BEGIN RECORDS TO USE
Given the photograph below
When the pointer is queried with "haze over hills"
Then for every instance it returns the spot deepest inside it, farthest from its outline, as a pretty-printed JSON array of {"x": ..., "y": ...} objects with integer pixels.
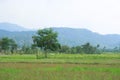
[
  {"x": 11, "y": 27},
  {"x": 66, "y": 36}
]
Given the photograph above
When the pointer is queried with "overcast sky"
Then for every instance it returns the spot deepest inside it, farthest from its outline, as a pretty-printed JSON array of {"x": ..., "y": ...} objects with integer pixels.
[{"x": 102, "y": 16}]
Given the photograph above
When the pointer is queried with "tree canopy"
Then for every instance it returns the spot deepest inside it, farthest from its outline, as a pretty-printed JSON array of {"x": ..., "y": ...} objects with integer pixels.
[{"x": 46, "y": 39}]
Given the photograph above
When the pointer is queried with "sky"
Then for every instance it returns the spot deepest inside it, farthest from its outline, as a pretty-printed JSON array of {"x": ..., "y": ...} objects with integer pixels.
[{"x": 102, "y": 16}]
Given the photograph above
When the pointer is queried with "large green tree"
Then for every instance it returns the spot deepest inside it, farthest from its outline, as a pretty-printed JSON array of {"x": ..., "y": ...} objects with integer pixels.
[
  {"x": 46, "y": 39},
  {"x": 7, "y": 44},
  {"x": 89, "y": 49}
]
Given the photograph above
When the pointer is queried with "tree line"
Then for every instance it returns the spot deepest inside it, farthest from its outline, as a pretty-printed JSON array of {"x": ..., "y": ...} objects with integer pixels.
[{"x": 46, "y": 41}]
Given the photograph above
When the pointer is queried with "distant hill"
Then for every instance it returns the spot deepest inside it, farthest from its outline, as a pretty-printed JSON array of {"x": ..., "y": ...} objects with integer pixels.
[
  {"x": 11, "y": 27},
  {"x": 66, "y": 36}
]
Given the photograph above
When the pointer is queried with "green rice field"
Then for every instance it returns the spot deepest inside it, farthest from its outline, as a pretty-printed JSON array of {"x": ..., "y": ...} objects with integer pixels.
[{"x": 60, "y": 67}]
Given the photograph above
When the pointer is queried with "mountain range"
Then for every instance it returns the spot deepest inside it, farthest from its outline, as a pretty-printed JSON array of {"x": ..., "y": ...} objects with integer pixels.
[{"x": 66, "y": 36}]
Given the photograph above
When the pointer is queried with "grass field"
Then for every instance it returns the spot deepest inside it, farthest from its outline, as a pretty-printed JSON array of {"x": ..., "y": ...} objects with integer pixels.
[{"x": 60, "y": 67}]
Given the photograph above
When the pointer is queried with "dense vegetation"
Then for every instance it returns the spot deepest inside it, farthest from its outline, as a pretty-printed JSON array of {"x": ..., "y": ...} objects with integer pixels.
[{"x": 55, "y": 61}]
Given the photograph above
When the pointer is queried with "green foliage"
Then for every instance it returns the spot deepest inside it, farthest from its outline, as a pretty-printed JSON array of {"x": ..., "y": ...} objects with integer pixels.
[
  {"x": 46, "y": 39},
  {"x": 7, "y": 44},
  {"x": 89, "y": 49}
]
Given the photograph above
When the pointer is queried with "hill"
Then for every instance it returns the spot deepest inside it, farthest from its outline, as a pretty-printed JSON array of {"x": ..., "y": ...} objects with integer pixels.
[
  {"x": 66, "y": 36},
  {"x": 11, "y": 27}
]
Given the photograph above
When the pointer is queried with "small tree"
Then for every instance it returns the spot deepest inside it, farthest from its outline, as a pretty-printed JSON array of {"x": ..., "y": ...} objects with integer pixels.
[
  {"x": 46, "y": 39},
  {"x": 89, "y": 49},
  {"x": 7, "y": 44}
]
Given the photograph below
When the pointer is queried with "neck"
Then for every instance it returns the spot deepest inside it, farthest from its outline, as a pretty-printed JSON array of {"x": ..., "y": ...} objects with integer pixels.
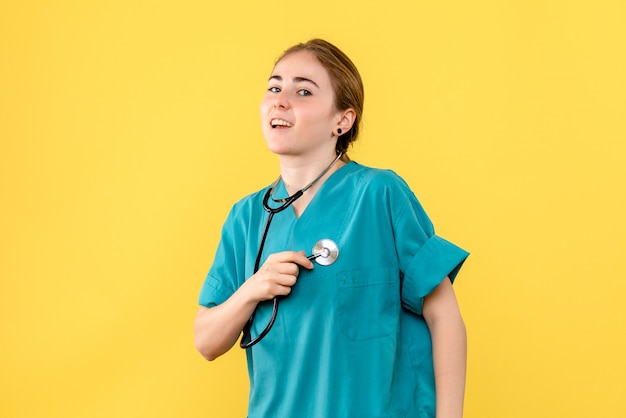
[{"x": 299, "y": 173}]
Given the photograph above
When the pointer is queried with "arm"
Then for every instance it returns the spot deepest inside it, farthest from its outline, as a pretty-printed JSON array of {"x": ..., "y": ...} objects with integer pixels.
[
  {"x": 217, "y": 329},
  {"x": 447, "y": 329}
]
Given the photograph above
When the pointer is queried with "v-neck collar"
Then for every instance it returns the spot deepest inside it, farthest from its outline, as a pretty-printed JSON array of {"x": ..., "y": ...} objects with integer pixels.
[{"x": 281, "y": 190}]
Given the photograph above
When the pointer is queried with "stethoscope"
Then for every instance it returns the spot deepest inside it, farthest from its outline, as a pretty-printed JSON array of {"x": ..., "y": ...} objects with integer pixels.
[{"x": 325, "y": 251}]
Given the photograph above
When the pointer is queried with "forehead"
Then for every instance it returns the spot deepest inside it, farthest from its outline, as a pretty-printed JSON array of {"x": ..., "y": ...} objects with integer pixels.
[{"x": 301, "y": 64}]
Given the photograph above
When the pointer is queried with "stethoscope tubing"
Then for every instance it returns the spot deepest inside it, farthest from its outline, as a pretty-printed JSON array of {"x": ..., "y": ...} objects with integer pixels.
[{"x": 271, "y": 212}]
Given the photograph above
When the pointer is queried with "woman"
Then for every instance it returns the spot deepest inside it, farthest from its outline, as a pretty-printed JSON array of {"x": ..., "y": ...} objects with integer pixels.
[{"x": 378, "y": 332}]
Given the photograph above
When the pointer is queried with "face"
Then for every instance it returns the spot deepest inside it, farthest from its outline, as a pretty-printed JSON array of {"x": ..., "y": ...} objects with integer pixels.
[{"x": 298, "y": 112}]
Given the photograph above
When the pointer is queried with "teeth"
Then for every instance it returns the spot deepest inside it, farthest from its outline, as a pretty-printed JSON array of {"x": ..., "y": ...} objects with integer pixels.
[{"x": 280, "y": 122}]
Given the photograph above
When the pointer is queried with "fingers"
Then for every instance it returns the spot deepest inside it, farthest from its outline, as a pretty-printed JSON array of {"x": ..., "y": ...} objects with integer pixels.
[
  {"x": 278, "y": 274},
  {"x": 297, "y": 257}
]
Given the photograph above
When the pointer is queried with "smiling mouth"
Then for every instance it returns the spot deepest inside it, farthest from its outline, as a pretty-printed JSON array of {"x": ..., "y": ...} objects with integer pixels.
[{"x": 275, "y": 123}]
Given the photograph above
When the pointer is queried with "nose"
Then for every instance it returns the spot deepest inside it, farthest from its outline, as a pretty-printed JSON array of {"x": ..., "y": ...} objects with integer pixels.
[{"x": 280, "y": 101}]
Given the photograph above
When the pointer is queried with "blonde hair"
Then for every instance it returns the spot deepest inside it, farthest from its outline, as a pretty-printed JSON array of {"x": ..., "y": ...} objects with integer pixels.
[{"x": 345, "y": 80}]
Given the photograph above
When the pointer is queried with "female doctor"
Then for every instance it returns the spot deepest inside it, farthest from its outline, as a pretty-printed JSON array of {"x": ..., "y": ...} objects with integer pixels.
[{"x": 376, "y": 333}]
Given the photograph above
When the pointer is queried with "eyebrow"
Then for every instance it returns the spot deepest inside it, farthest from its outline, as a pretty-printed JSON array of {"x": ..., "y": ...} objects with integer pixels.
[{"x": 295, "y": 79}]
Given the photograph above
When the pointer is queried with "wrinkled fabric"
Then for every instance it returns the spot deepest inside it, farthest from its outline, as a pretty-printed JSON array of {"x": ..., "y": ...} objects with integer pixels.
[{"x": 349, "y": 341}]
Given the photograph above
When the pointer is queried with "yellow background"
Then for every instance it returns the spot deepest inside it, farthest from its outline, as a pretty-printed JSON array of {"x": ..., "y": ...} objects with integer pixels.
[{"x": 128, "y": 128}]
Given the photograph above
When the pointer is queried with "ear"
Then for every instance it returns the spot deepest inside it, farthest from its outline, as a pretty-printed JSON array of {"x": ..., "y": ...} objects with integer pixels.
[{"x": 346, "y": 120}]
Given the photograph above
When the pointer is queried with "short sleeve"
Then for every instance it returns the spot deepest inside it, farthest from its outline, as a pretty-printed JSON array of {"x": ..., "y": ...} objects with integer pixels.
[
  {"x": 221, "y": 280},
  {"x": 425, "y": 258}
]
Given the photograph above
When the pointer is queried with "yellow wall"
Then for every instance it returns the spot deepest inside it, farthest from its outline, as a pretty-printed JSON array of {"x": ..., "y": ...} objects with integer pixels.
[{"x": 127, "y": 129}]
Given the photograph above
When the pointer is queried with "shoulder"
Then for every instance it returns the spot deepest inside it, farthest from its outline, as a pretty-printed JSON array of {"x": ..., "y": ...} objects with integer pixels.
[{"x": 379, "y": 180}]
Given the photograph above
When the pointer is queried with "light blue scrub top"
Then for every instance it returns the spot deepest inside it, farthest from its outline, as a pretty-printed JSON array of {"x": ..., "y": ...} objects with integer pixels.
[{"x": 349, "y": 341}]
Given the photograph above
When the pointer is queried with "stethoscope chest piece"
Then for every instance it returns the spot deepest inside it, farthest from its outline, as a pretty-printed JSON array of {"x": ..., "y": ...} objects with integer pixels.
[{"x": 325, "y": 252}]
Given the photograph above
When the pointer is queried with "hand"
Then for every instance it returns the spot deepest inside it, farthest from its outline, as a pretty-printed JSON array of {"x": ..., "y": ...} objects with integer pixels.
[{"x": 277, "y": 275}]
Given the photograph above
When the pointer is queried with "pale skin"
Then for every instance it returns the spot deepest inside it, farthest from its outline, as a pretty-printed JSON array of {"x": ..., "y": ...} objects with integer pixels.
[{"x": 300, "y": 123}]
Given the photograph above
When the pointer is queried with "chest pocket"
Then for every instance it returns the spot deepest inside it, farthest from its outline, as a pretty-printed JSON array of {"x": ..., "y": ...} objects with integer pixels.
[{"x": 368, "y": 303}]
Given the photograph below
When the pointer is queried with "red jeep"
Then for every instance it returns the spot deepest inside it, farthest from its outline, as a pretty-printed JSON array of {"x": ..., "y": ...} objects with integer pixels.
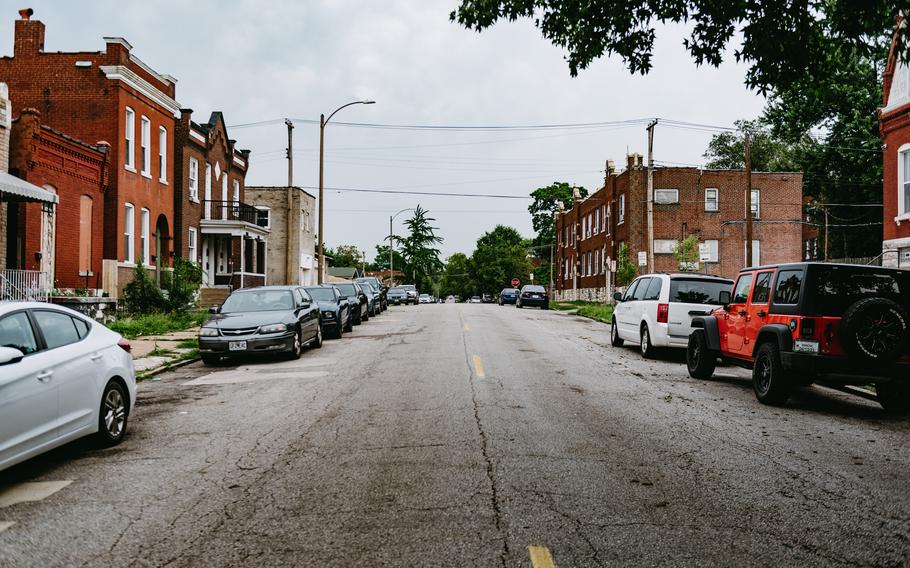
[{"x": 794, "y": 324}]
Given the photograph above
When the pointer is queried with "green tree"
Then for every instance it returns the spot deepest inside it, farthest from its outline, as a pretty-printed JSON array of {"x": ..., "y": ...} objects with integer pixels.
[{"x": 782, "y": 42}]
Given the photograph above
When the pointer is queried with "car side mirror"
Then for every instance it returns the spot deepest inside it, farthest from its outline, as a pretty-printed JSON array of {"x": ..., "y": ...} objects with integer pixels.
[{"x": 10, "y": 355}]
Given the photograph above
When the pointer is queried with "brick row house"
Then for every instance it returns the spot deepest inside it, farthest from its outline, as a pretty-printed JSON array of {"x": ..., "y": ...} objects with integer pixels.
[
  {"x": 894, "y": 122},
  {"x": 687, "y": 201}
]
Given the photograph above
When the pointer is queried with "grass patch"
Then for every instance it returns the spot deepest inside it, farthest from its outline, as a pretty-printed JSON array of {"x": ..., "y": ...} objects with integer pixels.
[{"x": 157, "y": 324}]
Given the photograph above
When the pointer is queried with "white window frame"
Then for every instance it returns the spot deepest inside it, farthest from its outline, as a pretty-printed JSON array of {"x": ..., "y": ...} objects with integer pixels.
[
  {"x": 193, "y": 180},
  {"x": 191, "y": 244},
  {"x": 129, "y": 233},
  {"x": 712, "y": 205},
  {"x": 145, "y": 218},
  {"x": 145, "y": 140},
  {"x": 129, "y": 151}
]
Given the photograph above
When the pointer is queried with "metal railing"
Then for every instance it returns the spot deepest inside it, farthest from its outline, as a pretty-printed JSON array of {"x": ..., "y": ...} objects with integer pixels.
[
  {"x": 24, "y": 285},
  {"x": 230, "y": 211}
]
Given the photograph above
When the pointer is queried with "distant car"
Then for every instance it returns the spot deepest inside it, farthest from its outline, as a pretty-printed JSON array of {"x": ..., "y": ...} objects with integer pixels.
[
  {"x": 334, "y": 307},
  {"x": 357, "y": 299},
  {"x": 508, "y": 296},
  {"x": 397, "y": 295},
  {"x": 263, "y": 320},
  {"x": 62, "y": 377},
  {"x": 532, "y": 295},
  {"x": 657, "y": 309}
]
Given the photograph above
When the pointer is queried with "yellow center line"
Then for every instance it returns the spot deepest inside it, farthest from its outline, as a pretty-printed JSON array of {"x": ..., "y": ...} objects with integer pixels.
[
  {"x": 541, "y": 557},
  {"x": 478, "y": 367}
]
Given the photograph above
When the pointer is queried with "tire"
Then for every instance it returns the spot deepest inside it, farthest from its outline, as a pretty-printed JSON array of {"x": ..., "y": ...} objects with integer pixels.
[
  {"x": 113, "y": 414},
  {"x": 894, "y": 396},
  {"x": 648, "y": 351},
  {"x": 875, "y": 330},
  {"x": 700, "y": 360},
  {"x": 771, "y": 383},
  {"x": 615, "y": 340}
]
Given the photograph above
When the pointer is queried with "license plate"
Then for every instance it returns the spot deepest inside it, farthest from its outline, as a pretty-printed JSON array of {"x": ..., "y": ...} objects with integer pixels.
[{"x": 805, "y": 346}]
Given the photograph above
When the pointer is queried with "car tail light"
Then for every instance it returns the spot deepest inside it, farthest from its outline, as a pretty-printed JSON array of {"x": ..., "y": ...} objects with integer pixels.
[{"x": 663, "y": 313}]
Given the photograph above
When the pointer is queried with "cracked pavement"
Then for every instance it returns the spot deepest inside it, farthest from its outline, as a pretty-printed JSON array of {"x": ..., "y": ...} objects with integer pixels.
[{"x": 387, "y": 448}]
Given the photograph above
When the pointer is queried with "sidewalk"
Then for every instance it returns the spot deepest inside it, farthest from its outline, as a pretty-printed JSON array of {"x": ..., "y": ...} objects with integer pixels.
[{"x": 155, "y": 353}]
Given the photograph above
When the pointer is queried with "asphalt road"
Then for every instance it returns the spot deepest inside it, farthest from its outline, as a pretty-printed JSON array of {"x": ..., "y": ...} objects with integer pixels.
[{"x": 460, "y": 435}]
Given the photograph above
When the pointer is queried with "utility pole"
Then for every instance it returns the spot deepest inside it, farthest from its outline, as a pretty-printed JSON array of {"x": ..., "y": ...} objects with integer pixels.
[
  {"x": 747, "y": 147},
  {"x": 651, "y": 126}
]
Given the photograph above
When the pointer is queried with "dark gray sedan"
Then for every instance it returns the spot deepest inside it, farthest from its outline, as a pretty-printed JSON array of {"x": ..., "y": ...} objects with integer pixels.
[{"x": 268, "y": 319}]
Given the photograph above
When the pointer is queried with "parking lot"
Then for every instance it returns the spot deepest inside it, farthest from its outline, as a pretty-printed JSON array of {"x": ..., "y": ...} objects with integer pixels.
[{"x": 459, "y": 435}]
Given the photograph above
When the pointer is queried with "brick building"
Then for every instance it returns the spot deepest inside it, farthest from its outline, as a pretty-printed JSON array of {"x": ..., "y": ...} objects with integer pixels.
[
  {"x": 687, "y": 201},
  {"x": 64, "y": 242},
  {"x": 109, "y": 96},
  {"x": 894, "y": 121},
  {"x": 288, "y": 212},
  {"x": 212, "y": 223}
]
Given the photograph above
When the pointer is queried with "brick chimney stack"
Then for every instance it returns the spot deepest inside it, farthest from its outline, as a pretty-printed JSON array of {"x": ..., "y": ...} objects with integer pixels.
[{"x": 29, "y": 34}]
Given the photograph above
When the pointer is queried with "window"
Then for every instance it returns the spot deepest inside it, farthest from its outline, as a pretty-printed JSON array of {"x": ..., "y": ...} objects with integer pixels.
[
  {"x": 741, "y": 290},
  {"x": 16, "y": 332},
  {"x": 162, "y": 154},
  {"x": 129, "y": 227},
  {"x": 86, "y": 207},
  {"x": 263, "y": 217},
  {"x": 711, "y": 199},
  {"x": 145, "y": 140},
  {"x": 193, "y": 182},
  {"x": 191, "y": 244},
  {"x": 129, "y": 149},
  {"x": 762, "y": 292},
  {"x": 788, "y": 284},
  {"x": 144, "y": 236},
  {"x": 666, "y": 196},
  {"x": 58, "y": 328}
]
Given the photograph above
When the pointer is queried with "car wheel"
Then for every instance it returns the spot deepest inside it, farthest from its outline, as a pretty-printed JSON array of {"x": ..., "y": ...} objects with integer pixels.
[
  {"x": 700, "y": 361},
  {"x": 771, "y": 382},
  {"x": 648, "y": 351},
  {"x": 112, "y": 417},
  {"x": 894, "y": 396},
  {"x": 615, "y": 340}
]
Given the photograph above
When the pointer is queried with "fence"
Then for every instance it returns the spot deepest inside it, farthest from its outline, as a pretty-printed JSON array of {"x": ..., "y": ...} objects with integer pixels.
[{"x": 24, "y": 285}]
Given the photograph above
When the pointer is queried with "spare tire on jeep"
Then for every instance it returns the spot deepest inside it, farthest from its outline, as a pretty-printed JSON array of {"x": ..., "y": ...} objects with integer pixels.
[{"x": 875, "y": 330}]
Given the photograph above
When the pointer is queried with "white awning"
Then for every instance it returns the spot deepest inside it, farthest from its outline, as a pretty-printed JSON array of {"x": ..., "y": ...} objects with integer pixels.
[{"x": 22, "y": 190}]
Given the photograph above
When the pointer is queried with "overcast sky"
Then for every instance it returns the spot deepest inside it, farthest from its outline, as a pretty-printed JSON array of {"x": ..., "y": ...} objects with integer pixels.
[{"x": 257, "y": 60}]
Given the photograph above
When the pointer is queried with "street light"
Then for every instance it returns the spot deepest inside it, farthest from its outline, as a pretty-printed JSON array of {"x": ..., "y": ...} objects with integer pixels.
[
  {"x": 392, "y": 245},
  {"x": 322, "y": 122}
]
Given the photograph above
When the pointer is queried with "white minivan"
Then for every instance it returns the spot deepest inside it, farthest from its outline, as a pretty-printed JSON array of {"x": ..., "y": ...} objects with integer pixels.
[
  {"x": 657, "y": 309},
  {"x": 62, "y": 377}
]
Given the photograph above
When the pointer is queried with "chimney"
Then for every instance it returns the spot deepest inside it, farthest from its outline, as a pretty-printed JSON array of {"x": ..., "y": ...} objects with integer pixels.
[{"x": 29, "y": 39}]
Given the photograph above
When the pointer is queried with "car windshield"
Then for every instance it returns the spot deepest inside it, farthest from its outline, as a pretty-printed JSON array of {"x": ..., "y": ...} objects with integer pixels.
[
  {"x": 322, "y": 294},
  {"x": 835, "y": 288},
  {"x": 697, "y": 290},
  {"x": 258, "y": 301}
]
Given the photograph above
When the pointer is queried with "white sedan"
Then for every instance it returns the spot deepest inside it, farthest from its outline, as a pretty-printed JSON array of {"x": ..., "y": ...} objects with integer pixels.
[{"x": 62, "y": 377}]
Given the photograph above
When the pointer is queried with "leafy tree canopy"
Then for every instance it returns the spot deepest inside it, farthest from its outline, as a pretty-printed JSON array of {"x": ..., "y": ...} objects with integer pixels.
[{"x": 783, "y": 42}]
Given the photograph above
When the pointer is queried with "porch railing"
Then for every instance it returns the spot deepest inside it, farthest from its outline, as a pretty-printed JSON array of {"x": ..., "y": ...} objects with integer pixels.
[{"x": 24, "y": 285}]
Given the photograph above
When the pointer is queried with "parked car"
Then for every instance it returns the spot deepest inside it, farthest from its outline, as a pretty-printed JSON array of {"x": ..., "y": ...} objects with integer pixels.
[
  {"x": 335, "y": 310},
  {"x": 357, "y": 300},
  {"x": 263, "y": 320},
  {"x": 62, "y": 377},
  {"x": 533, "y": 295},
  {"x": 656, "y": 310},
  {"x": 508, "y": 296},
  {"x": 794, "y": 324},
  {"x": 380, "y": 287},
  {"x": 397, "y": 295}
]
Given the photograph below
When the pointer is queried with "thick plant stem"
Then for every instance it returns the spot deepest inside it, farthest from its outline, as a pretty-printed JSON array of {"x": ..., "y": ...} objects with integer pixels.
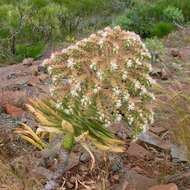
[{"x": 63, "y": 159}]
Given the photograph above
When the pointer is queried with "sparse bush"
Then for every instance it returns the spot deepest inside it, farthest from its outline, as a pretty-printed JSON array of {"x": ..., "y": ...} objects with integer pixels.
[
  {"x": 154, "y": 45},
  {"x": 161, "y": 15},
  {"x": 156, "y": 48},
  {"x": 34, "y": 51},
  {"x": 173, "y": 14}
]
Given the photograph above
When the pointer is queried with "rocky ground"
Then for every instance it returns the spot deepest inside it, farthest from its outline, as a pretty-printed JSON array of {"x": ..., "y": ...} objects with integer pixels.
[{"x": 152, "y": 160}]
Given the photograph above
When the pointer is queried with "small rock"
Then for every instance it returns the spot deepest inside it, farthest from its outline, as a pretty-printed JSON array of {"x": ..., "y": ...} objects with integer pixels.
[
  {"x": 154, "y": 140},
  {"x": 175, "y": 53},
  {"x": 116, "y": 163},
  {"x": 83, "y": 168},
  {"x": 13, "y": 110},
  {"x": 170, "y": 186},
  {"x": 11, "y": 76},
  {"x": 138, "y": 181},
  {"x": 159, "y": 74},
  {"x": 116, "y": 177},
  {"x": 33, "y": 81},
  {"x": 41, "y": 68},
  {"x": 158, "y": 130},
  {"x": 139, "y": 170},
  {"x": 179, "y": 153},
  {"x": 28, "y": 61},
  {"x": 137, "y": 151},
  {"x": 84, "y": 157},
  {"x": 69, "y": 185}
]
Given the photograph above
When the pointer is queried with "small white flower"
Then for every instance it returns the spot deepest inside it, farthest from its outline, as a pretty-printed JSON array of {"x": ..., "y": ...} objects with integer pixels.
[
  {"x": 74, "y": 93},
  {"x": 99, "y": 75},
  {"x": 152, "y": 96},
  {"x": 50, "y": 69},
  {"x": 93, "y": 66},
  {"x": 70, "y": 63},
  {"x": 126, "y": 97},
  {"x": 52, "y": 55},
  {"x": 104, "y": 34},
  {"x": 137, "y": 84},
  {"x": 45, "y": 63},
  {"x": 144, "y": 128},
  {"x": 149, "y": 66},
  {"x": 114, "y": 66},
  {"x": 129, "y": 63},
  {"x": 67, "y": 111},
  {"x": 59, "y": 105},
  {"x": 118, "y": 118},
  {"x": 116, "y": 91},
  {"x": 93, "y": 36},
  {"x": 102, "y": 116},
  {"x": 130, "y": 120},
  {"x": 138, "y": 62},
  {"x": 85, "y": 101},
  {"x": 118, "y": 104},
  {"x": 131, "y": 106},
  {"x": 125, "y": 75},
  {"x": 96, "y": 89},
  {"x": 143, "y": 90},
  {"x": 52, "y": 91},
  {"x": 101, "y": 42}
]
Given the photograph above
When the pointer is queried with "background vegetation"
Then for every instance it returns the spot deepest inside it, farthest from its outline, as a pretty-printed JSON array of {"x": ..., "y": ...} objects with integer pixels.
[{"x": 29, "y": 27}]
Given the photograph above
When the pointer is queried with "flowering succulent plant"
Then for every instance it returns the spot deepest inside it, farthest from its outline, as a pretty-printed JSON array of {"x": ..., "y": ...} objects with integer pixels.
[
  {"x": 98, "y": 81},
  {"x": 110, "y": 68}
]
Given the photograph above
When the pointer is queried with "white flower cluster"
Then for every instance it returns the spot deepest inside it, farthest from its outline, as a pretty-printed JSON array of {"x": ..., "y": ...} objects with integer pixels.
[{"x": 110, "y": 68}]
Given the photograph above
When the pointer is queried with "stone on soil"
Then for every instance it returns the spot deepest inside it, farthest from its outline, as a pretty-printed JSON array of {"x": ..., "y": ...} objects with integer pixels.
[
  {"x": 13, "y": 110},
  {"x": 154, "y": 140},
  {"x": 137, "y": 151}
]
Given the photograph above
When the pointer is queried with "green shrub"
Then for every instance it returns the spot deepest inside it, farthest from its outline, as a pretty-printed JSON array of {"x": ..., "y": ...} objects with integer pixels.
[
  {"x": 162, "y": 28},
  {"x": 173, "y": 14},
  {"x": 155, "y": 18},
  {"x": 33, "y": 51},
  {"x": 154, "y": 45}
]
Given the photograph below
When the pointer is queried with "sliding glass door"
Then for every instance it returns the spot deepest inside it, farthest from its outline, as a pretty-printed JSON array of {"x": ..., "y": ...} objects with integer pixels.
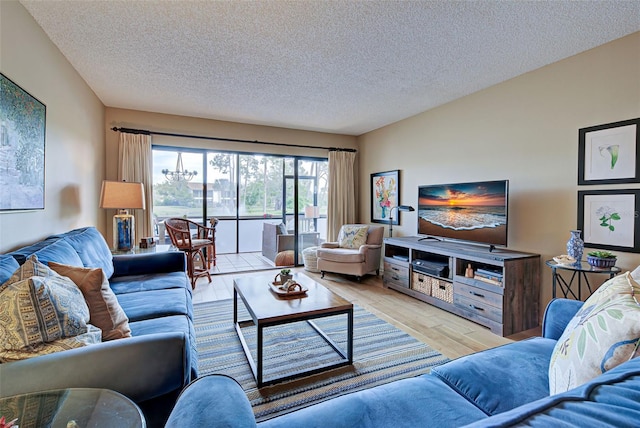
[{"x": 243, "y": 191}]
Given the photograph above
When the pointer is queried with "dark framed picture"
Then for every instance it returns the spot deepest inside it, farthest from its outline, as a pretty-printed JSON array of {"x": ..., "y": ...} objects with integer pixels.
END RECORDS TO USE
Lines holding "green" in the material above are to be reported.

When the pointer is queried with "large green tree"
When the pointer is queried with "green rice field"
When the pointer is queried with "green foliage"
When the pointer is queried with "green tree"
When the pointer is queried with "green shrub"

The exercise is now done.